** BEGIN **
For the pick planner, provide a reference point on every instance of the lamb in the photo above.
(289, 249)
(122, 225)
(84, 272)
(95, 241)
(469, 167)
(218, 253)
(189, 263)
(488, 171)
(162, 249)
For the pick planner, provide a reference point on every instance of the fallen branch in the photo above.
** END **
• Instructions for the task: Please retype all of the data above, keeping every line unchanged.

• Reply to the task:
For the pick planner, provide a reference point on every instance of the lamb in the photo above.
(289, 249)
(122, 225)
(84, 272)
(95, 241)
(469, 167)
(218, 253)
(189, 263)
(488, 171)
(162, 249)
For the pick planner, provide a reference point on every instance of the fallen branch in the photo above.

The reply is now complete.